Musk ist eine US-amerikanische Figur wie aus dem Bilderbuch: ein fiebriger Unternehmer, der immer weiter nach vorn will; einer, der für sich keine Grenzen akzeptiert, sie aber für andere fordert. Und wenn es zwischen 1492 und 2024 eine amerikanische Kontinuität gibt, dann ist es genau dieser Drang zum Einnehmen, Einhegen, Ausbeuten und Ausschliessen.

Das Erbe der Eroberung

Die Historikerin Patricia Nelson Limerick veröffentlichte 1987 ein Buch, das sich eines Schlüsselmoments dieser Geschichte annimmt: «The Legacy of Conquest», trotz seiner grossen Bedeutung für die Wissenschaft nie ins Deutsche übersetzt. Erzählt wird darin in faszinierenden Details, wie weisse Siedler:innen den von Indigenen bewohnten Westen Nordamerikas im 19. Jahrhundert einnahmen und auf welche Weise sich die gewaltvollen Paradigmen dieser Expansion bis in die Gegenwart fortsetzen. Limerick setzte damit einem von Abenteuerromantik und Pioniergeist dominierten Diskurs eine materialistische und multiperspektivische Analyse entgegen und begründete damit die New Western History.

Limericks wichtigste Intervention bestand darin, die «Eroberung» des Westens nicht als glorreichen Ritt darzustellen, sondern als einen «Kampf um Eigentum und Profit», der blind war gegenüber allen und allem, was vorher schon da war: Die Siedler:innen betrachteten die Landnahme als «kulturellen Imperativ», wie Limerick schreibt, «so selbstverständlich, dass es weder eine Erklärung noch eine Rechtfertigung brauchte». Das «Wilde» musste «gebändigt», das Land «ordnungsgemäss» kultiviert werden.

UNTERSUCHTE DATEN:

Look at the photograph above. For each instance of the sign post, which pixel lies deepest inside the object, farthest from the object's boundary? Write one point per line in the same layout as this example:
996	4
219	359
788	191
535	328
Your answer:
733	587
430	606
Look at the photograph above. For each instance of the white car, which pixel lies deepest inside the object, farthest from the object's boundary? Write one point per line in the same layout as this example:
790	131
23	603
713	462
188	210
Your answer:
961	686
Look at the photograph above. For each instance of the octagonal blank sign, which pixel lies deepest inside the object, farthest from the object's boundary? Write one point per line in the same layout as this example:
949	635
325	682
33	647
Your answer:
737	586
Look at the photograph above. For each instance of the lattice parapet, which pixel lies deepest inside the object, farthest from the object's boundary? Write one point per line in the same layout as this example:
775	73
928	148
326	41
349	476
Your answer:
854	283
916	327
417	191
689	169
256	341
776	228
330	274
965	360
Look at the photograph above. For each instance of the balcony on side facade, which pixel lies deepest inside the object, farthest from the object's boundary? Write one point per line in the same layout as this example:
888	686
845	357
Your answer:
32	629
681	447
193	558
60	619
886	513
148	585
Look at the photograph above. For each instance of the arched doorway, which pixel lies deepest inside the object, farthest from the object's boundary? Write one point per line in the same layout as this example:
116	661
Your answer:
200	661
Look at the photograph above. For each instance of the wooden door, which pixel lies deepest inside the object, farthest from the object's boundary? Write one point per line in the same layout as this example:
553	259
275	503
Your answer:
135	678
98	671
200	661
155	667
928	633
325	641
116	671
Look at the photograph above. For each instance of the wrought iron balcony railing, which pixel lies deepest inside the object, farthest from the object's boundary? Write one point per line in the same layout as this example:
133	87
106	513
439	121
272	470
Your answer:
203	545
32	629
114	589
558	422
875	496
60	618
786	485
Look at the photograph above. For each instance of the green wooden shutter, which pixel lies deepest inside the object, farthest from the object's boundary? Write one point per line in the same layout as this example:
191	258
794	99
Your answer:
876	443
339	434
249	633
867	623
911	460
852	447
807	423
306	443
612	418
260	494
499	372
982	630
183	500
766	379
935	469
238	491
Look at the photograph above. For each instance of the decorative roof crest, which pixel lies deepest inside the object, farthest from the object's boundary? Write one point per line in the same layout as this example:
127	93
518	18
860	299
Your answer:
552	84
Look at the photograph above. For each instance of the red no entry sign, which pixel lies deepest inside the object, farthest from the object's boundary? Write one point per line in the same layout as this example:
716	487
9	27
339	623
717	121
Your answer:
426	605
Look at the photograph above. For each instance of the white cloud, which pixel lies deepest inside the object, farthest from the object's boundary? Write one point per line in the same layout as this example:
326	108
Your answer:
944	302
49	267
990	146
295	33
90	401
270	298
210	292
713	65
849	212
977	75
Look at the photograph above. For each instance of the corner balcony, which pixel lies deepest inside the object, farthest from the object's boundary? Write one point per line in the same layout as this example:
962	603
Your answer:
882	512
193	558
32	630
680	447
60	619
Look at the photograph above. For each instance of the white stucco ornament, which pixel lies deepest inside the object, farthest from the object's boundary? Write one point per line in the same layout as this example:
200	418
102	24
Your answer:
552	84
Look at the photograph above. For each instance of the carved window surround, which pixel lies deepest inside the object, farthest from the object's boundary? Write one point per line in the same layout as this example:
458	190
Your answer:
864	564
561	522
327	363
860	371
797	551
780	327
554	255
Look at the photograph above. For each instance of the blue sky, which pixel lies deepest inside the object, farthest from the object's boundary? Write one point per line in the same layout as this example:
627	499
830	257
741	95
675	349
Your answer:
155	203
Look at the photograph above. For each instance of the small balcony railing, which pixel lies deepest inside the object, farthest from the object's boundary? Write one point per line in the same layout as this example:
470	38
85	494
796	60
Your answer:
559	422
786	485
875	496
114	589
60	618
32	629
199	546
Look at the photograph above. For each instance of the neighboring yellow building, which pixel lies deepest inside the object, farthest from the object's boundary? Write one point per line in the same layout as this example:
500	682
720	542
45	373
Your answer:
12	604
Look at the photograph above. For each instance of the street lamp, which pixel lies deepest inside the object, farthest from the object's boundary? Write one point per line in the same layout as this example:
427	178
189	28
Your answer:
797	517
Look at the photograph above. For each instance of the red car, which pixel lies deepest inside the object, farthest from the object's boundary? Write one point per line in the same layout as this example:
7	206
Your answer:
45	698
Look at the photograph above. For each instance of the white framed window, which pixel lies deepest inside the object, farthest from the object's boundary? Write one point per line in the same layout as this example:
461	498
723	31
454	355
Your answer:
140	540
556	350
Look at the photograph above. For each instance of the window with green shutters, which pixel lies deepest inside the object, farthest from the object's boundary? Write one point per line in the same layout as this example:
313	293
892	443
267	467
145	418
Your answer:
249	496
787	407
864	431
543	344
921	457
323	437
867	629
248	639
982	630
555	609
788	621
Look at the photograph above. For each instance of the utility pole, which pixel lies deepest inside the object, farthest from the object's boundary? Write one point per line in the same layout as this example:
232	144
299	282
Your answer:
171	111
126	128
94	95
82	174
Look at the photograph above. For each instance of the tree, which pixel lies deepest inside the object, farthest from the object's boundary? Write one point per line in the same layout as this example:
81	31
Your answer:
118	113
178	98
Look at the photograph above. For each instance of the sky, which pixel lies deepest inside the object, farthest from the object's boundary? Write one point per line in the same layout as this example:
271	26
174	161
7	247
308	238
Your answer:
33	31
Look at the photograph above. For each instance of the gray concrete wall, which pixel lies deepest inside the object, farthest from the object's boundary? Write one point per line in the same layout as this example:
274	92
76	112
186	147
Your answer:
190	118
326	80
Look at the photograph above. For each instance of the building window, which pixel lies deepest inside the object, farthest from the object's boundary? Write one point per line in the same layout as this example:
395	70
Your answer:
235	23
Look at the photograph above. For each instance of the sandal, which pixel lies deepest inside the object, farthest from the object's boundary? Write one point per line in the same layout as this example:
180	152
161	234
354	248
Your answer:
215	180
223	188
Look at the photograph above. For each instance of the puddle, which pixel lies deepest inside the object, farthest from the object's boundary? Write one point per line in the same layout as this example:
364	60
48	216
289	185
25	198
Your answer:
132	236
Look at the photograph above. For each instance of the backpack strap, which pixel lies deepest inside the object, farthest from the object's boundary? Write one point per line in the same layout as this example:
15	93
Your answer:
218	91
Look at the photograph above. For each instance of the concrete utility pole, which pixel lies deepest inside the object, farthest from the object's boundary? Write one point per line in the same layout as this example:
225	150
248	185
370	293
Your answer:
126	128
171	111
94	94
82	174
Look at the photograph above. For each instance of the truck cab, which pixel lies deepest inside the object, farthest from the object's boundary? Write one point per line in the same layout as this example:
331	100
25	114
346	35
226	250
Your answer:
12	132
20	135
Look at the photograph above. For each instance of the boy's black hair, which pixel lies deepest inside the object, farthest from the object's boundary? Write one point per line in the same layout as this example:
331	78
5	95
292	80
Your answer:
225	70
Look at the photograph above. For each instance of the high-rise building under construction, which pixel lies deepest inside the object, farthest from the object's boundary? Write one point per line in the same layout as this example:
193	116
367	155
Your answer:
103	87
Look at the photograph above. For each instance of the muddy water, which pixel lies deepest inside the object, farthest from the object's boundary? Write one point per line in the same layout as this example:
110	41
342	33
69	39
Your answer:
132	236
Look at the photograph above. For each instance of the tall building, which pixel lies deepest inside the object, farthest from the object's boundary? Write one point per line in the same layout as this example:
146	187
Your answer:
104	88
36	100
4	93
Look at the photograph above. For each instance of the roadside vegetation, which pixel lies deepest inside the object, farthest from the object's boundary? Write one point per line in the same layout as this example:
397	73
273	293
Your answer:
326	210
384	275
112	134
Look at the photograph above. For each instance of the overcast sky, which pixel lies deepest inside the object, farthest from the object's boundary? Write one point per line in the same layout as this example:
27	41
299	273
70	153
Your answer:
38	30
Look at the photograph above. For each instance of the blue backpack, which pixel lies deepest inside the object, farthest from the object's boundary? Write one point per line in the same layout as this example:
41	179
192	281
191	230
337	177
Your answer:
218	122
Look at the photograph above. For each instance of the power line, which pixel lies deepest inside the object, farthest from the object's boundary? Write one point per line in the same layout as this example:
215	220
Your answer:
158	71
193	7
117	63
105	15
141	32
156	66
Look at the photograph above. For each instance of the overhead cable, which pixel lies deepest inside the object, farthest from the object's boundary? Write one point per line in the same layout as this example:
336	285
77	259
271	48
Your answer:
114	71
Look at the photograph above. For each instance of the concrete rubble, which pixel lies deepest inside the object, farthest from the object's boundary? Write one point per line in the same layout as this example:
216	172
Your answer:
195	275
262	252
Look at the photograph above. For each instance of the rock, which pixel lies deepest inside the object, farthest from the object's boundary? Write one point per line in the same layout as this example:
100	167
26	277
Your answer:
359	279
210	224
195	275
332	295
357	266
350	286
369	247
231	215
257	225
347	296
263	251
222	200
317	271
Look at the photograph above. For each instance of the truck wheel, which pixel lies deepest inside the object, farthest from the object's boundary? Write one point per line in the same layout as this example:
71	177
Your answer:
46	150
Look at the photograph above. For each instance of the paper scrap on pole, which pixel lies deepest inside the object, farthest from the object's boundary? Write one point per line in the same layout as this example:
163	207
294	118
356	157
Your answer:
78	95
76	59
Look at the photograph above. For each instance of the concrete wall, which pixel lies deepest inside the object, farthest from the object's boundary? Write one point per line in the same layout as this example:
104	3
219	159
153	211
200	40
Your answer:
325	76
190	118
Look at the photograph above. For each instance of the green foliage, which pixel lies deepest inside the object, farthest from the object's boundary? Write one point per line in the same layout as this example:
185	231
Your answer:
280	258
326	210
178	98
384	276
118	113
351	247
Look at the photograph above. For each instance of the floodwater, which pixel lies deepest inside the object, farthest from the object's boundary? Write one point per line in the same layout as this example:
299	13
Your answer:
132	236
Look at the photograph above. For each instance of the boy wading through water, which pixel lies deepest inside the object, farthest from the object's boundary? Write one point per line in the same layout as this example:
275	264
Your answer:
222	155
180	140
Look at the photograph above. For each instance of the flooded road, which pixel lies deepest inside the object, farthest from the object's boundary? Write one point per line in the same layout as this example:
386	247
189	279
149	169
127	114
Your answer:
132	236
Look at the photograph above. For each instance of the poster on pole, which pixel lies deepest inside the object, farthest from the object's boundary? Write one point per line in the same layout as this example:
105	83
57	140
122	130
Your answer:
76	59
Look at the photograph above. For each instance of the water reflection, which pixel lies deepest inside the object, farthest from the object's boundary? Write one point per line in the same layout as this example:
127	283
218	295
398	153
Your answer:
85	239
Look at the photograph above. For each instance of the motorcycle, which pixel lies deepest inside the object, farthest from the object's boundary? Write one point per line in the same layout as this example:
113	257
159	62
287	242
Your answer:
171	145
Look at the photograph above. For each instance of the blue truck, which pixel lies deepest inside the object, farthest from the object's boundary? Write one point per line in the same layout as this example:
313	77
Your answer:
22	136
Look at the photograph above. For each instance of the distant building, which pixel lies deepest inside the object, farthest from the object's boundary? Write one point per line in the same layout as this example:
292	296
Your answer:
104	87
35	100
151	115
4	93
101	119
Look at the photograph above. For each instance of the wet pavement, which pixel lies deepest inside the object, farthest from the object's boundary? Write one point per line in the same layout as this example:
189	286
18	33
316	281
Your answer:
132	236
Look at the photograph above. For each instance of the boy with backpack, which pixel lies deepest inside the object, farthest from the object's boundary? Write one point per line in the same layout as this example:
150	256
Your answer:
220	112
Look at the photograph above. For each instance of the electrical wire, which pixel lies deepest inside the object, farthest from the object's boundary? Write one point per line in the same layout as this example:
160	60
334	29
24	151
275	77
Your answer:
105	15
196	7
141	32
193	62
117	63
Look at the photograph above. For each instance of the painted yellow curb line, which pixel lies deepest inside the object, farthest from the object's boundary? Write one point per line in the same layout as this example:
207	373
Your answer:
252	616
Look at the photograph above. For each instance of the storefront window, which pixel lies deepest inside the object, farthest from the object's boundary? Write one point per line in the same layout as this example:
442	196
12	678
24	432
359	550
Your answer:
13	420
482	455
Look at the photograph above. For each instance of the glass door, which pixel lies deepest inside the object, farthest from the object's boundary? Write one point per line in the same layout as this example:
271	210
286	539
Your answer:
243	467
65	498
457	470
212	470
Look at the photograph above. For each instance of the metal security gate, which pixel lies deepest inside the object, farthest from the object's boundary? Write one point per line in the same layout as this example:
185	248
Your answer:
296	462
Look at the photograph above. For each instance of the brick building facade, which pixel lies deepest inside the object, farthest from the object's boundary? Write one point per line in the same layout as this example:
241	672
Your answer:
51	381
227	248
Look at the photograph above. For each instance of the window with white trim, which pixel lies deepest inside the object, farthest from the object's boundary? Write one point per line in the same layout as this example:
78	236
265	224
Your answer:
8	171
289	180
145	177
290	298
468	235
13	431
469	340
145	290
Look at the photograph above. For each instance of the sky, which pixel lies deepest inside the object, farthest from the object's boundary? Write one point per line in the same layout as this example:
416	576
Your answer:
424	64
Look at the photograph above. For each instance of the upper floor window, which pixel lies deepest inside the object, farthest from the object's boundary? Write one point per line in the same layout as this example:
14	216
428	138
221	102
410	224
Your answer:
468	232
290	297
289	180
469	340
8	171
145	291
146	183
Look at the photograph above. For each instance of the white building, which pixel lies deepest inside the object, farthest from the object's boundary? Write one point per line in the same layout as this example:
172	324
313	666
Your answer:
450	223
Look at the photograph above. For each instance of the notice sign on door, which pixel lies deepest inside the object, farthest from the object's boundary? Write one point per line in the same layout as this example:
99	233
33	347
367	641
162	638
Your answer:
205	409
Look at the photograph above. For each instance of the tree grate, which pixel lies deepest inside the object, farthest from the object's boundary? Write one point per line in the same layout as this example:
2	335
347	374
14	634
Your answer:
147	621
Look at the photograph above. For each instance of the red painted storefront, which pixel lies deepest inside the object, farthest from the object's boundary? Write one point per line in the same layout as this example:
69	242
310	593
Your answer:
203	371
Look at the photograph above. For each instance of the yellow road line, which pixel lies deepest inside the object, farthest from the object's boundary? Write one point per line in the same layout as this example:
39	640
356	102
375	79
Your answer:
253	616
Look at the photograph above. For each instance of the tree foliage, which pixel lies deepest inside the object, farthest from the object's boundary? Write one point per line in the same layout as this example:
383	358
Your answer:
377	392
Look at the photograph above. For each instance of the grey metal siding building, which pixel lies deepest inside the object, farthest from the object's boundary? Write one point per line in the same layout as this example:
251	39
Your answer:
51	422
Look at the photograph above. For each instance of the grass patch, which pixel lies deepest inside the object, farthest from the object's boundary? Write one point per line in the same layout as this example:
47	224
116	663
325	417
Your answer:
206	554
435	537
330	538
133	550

ARBEITSAUFTRAG 1: Beantworte die Frage, welche Forschungsrichtung Patricia Nelson Limerick laut dem Text über das Erbe der Eroberung begründete.
ARBEITSAUFTRAG 2:
Prüfe anhand des Textes über das Erbe der Eroberung, ob die folgenden Aussagen zutreffen, und belege jede Entscheidung mit einem wörtlichen Zitat.
(a) «The Legacy of Conquest» liegt in deutscher Übersetzung vor.
(b) Das Buch beschreibt, wie weisse Siedler:innen im 19. Jahrhundert den Westen Nordamerikas einnahmen.
(c) Nach Limerick hielten die Siedler:innen die Landnahme für begründungsbedürftig.
ARBEITSAUFTRAG 3: Führe den Text über das Erbe der Eroberung des nordamerikanischen Westens im Anschluss an seinen letzten Satz fort.
Die Datensätze spielen hierfür keine Rolle.

ENDGÜLTIGE ANTWORT 1: Die New Western History.

ENDGÜLTIGE ANTWORT 2:
(a) Nein: „nie ins Deutsche übersetzt“
(b) Ja: „wie weisse Siedler:innen den von Indigenen bewohnten Westen Nordamerikas im 19. Jahrhundert einnahmen“
(c) Nein: „so selbstverständlich, dass es weder eine Erklärung noch eine Rechtfertigung brauchte“

ENDGÜLTIGE ANTWORT 3:
Nach und nach wurde der Grenzraum zwischen bereits besiedeltem Osten und vermeintlich unbelebtem Westen verschoben – die sogenannte Frontier, die sowohl als Indikator für den Erfolg der jungen Nation herangezogen wurde als auch dem US-amerikanischen Exzeptionalismus Vorschub leistete. Mit dem Frontier-Mythos bewaffnet, haben die USA auch manchen verheerenden Krieg im 20. und 21. Jahrhundert begonnen.

Besinnungsloser Boom

Zentral für die Kolonisierung des Westens war das Konzept des Privateigentums: Wer zuerst kam, durfte besitzen und bewirtschaften. Obwohl Gesetze wie der Homestead Act von 1862 die Siedler:innen unterstützten, pflegten diese eine tief sitzende Feindseligkeit gegenüber der Bundesregierung in Washington, D. C. – eine Art von Libertarismus, die bis heute in den USA weitverbreitet ist. Auch die Techgiganten aus dem Silicon Valley bauen auf eine Kombination von Steuervermeidung und Subventionen.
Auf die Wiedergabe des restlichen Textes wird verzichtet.